begin

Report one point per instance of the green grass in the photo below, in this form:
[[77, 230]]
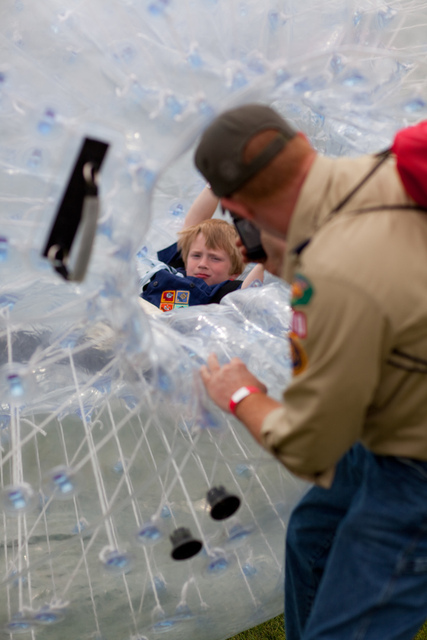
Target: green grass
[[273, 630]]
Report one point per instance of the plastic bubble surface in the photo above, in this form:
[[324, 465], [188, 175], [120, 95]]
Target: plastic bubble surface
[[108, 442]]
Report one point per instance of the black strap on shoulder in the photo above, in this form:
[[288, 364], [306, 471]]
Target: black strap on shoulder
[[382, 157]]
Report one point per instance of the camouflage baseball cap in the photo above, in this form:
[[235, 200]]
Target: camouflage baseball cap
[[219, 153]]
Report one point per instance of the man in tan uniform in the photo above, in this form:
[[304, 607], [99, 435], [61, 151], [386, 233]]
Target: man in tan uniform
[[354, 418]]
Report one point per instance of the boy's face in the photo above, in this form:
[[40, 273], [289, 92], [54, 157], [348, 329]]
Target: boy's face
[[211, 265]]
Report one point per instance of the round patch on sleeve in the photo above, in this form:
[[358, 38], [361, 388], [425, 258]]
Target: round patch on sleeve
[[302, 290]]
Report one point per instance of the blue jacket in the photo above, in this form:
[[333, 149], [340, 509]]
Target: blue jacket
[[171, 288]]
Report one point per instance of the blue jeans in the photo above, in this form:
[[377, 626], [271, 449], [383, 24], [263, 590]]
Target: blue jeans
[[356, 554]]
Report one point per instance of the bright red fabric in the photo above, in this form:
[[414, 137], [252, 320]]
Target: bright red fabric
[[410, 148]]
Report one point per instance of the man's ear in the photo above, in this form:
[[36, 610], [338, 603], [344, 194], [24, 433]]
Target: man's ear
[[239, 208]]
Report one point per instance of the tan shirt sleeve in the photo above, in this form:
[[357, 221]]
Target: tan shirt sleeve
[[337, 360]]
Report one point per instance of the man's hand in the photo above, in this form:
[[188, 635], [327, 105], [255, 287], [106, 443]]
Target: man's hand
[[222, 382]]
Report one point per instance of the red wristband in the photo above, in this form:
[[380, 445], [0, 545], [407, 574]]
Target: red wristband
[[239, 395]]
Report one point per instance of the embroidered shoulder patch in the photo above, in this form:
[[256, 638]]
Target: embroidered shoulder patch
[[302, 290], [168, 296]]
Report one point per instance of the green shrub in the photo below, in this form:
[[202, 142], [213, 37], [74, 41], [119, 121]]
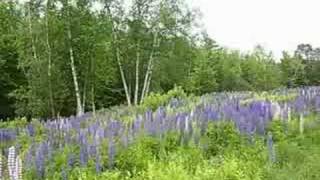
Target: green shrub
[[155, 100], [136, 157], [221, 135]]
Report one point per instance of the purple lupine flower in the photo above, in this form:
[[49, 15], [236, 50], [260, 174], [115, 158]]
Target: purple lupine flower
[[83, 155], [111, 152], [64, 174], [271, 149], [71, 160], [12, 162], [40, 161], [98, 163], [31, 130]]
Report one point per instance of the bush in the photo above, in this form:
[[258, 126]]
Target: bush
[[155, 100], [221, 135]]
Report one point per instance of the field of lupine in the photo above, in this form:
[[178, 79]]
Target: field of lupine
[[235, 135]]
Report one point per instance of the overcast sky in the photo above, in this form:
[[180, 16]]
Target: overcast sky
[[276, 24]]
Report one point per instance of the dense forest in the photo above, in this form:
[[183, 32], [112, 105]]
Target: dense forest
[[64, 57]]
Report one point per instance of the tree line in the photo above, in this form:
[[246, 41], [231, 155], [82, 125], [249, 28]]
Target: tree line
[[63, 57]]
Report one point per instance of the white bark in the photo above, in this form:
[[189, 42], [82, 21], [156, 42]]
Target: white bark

end

Written task: Leave out the pictures and output the rest of the material exactly as written.

Result of this exercise:
Report one point per instance of the green grass in the photo below, in this form:
[[77, 230]]
Target: green grass
[[273, 630]]
Report one point per instance of the plastic bubble surface in the photo above, in this form:
[[324, 465], [188, 175], [120, 95]]
Target: plastic bubble surface
[[108, 442]]
Report one point per instance of the black strap on shoulder in the photo above, in this form:
[[288, 364], [306, 471]]
Target: black strap on shoulder
[[382, 157]]
Report one point per instance of the camouflage baseball cap in the photo above, in this form:
[[235, 200]]
Target: camouflage baseball cap
[[219, 153]]
Report one point per instance of the man in tan uniform in the photo above, in this form:
[[304, 607], [99, 435], [61, 151], [386, 233]]
Target: man in tan uniform
[[354, 418]]
Report one point per instance of the boy's face in the photo above, in this form:
[[40, 273], [289, 92], [54, 157], [348, 329]]
Target: boy's face
[[211, 265]]
Report one point per instance of the round patch on sleeve in the photo above, in this form:
[[358, 38], [361, 388], [425, 258]]
Target: round patch on sleeve
[[302, 290]]
Report one point per instance of the blue jacket in the photo above, in this form:
[[333, 149], [340, 509]]
Target: blue jacket
[[171, 288]]
Report one point per instance of the blue jeans in the photo above, in this form:
[[377, 626], [271, 449], [383, 24], [263, 590]]
Target: blue jeans
[[356, 554]]
Report one point per instance of the bright red fabric in the photo above, in this form:
[[414, 137], [252, 320]]
Target: bright red fabric
[[410, 148]]
Report one point per instance of the man's ear in the photo above, in this form:
[[36, 610], [338, 603], [344, 194], [24, 433]]
Target: man's ear
[[239, 208]]
Report one point per instance of the tan shirt sleeve in the photo above, in this form:
[[357, 221]]
Target: tan shirt sleeve
[[337, 360]]
Report one point per instance of the man's hand in the photo above, in this form:
[[188, 635], [327, 105], [255, 287], [106, 443]]
Target: man's hand
[[222, 382]]
Report one point per instance of the red wristband in the photo above, in this form:
[[380, 445], [0, 545], [407, 574]]
Target: red wristband
[[239, 395]]
Report one point per instance of the embroidered shoulder patch in the photo above, in this form:
[[256, 638]]
Target: embroidered shoulder patch
[[302, 290], [168, 296]]
Report one point per instance of the green shrub in the photo below, in this form:
[[202, 142], [213, 37], [74, 41], [119, 121]]
Target: green shrub
[[155, 100], [136, 157], [221, 135]]
Report one point per instance of the purple lupine flower in the photo above, in this form:
[[49, 15], [236, 50], [260, 174], [115, 158]]
Target: purple lupine flower
[[83, 155], [111, 152], [64, 174], [271, 149], [71, 160], [12, 162], [40, 161], [98, 163], [31, 130]]
Report one point per instance of the bush in the photo above, in this form:
[[258, 126]]
Target: bush
[[155, 100], [221, 135]]
Report one point per instance of the field of lupine in the photo above, in this form:
[[178, 79]]
Target: field of lupine
[[235, 135]]
Report one point per instance of the overcast sky in the photo above, in this form:
[[180, 16]]
Target: overcast sky
[[276, 24]]
Report one point per instance of the dense forest in the photo above, in this form:
[[183, 32], [112, 105]]
Target: dense forest
[[64, 57]]
Report one point per instance of the tree line in the photo above, in this form:
[[246, 41], [231, 155], [82, 125], [249, 28]]
Target: tree line
[[63, 57]]
Report one point per instance of the white bark in the photo above, in this form:
[[189, 42], [82, 21], [156, 42]]
Target: white bark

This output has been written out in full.